Keep only the lines of the items below that contain the word "poster", copying each one in full. Match case exactly.

Dataset content:
Start

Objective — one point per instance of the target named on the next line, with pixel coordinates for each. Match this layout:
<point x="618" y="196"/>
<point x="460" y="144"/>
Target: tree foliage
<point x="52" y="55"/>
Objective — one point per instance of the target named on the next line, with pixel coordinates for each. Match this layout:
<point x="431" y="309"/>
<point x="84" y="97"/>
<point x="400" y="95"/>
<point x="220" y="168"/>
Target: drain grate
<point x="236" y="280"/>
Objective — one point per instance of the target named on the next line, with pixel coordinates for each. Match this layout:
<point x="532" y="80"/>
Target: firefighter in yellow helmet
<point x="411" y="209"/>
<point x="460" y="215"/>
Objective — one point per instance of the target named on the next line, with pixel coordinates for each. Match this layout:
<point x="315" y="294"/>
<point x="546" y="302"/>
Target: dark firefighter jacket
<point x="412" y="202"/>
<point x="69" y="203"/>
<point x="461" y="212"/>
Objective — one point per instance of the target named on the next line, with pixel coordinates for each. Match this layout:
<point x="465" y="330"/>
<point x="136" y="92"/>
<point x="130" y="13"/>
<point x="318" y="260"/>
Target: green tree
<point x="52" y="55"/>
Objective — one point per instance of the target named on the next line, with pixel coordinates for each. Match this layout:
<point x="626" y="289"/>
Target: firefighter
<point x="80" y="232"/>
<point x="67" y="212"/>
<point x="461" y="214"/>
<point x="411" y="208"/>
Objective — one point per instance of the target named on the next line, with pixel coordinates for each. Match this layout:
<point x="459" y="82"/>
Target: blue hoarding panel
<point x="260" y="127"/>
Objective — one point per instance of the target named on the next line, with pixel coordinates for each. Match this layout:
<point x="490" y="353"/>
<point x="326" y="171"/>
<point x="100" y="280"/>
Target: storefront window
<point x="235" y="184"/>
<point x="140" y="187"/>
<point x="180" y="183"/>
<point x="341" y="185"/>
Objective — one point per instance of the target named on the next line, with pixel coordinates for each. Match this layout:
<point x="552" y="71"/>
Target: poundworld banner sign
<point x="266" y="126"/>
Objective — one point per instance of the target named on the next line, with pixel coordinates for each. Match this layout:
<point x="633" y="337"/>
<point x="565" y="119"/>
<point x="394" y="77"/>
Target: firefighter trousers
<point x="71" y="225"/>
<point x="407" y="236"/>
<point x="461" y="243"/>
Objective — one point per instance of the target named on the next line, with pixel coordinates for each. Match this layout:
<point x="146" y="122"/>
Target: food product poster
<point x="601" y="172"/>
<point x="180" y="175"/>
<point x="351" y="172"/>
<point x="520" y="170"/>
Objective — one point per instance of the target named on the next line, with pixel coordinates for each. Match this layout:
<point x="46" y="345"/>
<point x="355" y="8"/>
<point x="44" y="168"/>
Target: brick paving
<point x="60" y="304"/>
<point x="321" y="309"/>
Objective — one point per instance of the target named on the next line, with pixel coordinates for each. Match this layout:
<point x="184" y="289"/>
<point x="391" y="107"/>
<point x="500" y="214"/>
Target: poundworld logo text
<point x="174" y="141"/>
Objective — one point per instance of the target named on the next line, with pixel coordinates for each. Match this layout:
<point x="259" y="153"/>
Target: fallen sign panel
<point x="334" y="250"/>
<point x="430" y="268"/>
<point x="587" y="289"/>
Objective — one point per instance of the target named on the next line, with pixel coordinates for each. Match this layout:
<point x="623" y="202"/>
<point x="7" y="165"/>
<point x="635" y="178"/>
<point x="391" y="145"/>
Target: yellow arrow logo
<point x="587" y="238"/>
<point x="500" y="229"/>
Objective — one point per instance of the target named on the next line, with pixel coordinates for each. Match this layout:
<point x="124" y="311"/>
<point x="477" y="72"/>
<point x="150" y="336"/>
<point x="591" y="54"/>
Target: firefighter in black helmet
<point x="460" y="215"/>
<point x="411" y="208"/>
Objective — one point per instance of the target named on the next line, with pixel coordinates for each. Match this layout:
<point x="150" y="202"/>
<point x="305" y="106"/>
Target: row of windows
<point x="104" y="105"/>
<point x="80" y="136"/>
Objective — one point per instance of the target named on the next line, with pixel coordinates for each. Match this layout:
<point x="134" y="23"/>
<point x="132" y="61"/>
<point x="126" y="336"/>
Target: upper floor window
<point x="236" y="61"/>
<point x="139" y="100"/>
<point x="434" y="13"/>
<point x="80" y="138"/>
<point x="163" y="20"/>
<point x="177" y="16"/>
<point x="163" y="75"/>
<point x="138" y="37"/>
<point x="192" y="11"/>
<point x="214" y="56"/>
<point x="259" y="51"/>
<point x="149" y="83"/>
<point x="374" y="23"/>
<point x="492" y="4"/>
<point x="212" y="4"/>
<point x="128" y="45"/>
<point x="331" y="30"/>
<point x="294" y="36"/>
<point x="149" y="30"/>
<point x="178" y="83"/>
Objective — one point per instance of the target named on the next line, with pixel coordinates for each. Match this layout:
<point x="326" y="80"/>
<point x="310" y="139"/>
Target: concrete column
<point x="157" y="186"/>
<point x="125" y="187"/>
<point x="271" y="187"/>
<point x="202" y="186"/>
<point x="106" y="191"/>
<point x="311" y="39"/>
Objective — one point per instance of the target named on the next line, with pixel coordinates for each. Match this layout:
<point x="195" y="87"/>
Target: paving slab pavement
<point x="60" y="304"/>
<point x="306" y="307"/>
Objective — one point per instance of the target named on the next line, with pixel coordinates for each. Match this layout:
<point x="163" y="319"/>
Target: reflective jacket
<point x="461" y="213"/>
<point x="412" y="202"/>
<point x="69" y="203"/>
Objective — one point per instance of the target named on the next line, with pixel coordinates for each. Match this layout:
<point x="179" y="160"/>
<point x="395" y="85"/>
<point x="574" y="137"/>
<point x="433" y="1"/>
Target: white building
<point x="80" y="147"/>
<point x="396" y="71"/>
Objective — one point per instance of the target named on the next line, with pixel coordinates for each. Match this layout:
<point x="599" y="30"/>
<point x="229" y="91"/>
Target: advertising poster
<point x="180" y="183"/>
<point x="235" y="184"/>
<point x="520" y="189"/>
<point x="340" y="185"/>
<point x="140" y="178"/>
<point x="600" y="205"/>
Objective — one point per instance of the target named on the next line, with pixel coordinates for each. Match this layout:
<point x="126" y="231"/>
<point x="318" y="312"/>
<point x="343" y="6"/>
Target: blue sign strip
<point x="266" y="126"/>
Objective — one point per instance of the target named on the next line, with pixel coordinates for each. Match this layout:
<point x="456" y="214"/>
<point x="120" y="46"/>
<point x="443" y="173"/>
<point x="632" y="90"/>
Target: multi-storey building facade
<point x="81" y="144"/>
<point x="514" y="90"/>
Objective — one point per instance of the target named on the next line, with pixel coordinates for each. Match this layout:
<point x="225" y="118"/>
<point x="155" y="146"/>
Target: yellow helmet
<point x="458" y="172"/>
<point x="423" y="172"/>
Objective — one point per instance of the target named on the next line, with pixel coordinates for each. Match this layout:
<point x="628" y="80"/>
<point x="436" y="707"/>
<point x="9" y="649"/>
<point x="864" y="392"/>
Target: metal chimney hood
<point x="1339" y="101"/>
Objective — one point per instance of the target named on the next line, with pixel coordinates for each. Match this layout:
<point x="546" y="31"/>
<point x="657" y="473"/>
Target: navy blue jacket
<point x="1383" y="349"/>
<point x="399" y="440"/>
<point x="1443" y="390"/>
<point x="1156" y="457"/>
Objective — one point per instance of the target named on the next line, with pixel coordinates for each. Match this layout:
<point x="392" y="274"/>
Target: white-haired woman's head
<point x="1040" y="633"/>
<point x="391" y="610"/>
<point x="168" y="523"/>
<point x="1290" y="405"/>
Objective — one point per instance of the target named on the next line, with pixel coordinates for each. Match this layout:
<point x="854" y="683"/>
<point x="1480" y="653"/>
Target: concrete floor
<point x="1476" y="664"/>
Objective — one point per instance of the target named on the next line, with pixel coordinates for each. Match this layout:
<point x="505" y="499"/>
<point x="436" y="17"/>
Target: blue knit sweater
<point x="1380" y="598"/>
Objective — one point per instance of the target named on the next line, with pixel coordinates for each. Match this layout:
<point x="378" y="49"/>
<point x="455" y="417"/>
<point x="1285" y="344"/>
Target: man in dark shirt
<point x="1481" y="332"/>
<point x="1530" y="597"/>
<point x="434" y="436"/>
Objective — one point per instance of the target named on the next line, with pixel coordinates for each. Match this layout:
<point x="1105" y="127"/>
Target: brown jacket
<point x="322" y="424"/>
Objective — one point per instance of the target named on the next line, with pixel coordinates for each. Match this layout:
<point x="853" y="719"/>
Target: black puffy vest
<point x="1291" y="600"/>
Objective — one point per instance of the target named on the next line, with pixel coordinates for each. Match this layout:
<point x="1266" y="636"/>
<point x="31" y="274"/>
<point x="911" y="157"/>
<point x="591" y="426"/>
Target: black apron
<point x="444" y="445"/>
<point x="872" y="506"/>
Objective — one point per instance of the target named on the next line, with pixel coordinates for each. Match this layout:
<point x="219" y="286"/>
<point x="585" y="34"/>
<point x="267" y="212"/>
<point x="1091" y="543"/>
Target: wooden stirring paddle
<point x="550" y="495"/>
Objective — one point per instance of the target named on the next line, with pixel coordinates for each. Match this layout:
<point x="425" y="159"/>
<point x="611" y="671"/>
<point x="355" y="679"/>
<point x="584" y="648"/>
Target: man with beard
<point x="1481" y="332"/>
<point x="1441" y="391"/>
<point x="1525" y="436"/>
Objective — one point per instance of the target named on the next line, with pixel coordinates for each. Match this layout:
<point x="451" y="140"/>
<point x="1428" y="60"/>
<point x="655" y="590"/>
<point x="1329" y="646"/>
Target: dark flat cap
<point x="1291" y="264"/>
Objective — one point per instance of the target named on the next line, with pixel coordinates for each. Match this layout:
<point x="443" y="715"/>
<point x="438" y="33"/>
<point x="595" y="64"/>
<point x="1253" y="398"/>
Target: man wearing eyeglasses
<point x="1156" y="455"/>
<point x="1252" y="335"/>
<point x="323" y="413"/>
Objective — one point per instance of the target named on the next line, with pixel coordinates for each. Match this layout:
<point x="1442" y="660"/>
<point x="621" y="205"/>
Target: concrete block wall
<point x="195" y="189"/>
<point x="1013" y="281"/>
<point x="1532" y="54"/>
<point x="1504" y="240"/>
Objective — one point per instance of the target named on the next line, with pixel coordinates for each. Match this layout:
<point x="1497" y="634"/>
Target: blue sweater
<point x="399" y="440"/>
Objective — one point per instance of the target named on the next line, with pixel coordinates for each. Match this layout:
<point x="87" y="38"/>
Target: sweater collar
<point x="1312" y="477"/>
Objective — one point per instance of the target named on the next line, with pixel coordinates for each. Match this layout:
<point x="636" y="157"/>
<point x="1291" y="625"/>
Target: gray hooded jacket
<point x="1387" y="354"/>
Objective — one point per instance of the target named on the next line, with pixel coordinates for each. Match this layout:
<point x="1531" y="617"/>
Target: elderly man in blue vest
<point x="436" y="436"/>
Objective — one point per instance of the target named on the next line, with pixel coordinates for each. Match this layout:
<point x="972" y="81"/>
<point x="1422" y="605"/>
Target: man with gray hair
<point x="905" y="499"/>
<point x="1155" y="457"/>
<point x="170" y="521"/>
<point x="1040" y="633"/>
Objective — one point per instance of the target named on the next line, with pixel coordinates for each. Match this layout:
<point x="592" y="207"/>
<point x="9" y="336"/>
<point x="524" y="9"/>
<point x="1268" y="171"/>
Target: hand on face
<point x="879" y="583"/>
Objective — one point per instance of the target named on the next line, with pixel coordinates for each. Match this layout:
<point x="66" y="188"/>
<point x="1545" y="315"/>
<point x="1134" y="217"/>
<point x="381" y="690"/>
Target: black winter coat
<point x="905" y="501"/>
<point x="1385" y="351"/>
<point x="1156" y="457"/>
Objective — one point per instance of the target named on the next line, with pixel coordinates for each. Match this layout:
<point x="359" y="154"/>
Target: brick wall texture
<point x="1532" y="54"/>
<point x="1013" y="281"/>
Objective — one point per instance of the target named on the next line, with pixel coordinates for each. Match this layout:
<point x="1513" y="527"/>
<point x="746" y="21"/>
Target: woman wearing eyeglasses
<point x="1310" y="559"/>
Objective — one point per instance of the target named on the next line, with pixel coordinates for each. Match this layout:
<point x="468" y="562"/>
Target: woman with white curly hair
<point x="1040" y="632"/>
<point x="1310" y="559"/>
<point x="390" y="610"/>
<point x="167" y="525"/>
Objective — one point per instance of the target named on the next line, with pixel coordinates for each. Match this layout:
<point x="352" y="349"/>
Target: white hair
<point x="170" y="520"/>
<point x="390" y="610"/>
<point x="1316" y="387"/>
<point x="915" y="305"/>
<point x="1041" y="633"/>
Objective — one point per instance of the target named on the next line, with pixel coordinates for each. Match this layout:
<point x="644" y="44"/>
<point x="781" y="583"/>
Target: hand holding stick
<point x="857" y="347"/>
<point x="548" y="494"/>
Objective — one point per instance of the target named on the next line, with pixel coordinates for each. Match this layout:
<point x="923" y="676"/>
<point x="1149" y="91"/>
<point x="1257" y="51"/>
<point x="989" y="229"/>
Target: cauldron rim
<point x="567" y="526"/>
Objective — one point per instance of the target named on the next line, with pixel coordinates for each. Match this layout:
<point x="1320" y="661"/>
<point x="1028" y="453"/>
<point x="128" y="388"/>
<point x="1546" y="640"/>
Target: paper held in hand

End

Solution:
Target: food product poster
Target: advertising poster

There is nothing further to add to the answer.